*The problem*
Find every line in the listing below that includes the word "door", then give only how many there are.

*Given data*
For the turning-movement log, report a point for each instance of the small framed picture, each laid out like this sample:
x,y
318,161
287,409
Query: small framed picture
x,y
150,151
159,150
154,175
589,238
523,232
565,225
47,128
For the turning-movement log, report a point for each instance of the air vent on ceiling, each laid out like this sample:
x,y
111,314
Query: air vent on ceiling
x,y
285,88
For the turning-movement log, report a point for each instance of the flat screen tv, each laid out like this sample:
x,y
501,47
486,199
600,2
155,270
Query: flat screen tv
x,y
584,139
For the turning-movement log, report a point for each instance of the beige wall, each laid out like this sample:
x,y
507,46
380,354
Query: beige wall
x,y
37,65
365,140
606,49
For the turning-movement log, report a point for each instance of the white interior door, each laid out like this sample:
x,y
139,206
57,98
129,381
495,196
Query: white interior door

*Written reply*
2